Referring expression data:
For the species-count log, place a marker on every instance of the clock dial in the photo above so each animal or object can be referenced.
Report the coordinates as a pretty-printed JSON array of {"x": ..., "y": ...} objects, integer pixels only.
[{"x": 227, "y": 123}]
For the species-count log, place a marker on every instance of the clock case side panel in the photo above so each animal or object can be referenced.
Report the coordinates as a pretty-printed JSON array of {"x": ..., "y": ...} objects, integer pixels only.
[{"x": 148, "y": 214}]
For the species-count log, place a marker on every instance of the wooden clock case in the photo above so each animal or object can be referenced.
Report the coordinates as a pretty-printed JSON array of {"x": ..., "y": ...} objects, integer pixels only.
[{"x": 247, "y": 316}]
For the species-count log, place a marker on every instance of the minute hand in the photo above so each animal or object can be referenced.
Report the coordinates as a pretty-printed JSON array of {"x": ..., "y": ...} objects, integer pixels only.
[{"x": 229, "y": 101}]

Task goal:
Every record above must be set down again, word for word.

Response:
For the species-count log, place a marker on every instance of the clock dial in the photo above so each animal or object can be referenced.
Report the coordinates as a pretty-printed JSON array of {"x": ..., "y": ...} objects, integer pixels only.
[{"x": 227, "y": 123}]
For the species-count log, place a marker on every instance of the clock case side panel in the photo above so each animal or object can be referenced.
Report the coordinates as a pretty-printed JSON array of {"x": ..., "y": ...} objects, integer pixels only.
[{"x": 148, "y": 214}]
For the species-count log, place a marker on every instance of the wooden clock case in the photo above so each animal or object can be referenced.
Report the coordinates as a pretty-printed JSON array of {"x": ..., "y": ...} objects, integer pixels only.
[{"x": 247, "y": 316}]
For the species-count log, place a marker on every instance of the minute hand in the photo above so each animal or object can be referenced.
Report the coordinates as a pretty-printed JSON array of {"x": ..., "y": ...} objects, integer pixels only.
[{"x": 229, "y": 101}]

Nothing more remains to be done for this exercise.